== EXCERPT TO READ
The Bainuk people (also called Banyuk, Banun, Banyun, Bainouk, Bainunk, Banyum, Bagnoun, Banhum, Banyung, Ñuñ, Elomay, or Elunay) are an ethnic group that today lives primarily in Senegal as well as in parts of Gambia and Guinea-Bissau.

History 
The Bainuk are believed to have been the first inhabitants of the lower Casamance.The name Banyun is attributed to the Portuguese, who derived the word from Mandinka and applied it as a collective name for a number of groups settled at strategic sites along waterways, portages, and trade paths between the Gambia and Cacheu rivers.... Possibly Banyun served as a generic term for "trader," much as dyula identifies Mande traders engaged in long-distance commerce (Map 9).

In the fifteenth century, there were at least five Bainuk states including Bichangor, Jase, Foni, and Buguando. The Bainuk were also a major component of the population of the Kasa kingdom.
====
== EXERCISE MATERIALS
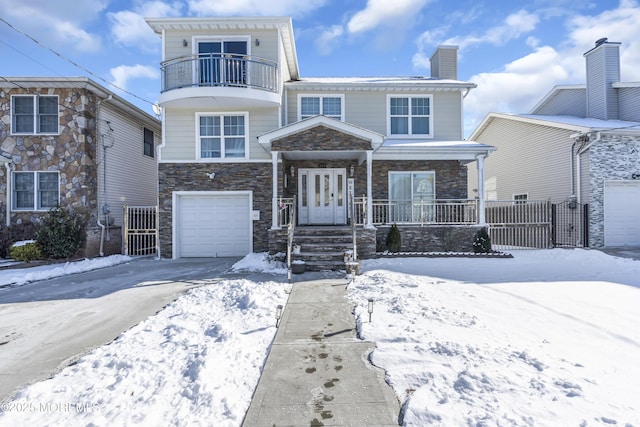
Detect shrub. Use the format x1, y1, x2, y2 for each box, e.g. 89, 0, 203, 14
473, 227, 491, 254
9, 242, 45, 262
36, 206, 86, 258
385, 224, 401, 252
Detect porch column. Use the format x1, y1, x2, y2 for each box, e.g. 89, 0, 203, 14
476, 154, 486, 224
271, 151, 280, 230
365, 150, 373, 228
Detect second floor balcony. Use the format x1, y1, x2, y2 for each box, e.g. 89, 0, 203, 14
158, 53, 280, 107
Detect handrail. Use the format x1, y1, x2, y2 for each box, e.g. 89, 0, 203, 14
160, 53, 279, 92
287, 196, 296, 282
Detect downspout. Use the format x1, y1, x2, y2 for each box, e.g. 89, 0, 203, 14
4, 162, 13, 228
96, 94, 113, 256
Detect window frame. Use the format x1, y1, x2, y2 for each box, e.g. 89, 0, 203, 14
386, 94, 434, 138
142, 130, 156, 158
11, 171, 60, 212
298, 93, 344, 122
11, 94, 60, 135
195, 111, 249, 162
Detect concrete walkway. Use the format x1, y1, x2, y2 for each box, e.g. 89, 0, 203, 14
243, 279, 400, 427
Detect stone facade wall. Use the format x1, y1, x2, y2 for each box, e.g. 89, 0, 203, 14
0, 88, 98, 256
376, 224, 481, 252
158, 163, 282, 258
589, 134, 640, 248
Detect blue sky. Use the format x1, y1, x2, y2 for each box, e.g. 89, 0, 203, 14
0, 0, 640, 135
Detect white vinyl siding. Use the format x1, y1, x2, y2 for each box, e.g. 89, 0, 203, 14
97, 102, 161, 225
160, 108, 279, 163
467, 118, 574, 203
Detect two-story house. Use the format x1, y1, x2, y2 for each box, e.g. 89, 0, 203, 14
147, 17, 493, 268
0, 77, 161, 256
469, 39, 640, 248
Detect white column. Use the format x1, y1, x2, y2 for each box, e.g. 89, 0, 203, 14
365, 150, 373, 228
271, 151, 280, 230
476, 154, 486, 224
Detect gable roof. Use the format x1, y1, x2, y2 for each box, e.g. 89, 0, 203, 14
469, 113, 640, 139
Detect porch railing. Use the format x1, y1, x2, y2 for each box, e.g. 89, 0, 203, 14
354, 200, 478, 225
160, 53, 278, 92
278, 197, 295, 227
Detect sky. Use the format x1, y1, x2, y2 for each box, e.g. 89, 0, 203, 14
0, 249, 640, 427
0, 0, 640, 136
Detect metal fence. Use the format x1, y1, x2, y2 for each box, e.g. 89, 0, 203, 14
123, 206, 160, 256
485, 200, 553, 250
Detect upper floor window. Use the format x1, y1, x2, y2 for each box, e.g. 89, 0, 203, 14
197, 113, 248, 159
143, 128, 155, 157
298, 95, 344, 121
12, 172, 60, 211
11, 95, 59, 135
387, 95, 433, 137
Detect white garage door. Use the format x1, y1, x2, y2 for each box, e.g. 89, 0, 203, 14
604, 181, 640, 246
177, 193, 252, 257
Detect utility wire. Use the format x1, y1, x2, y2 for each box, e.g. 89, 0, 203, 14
0, 17, 155, 105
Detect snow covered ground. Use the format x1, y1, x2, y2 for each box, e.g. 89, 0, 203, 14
0, 249, 640, 427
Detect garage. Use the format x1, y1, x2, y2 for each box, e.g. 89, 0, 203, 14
174, 192, 252, 258
604, 181, 640, 246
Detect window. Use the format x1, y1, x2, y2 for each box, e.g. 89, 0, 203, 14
11, 95, 58, 135
143, 128, 155, 157
389, 171, 435, 222
197, 114, 247, 159
387, 95, 433, 137
298, 95, 344, 121
13, 172, 60, 211
513, 193, 529, 205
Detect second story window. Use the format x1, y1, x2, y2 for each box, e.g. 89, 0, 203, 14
198, 114, 247, 159
12, 172, 60, 211
11, 95, 59, 135
143, 128, 155, 157
298, 95, 344, 121
387, 96, 433, 137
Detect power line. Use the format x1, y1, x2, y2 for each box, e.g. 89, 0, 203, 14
0, 17, 155, 105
====
| EXERCISES |
a) Write out the rows from their start through the line holding "385, 224, 401, 252", inclusive, and leave the pictures out of your answer.
b) Continue the passage on the Bainuk people from where it stops.

| WRITTEN ANSWERS |
a)
Detect shrub. Use the format x1, y1, x2, y2 for each box, e.g. 89, 0, 203, 14
473, 227, 491, 254
9, 242, 45, 262
36, 206, 86, 258
385, 224, 401, 252

b)
In modern times the Bainuk have heavily adopted Mande and Jola cultural customs.

Culture 
Many Bainuk are adherents of Islam, a process that began around the 17th century due to the influence of Muslim Mande scholars and merchants settling in the region. Some also practice their traditional animistic religion.

The Bainuk are known as skilled dyers and weavers.

Notes

Sources
Clark, Andrew F. and Lucie Colvin Phillips, Historical Dictionary of Senegal (Metuchen, New Jersey: Scarecrow Press, 1994) p. 73, 179.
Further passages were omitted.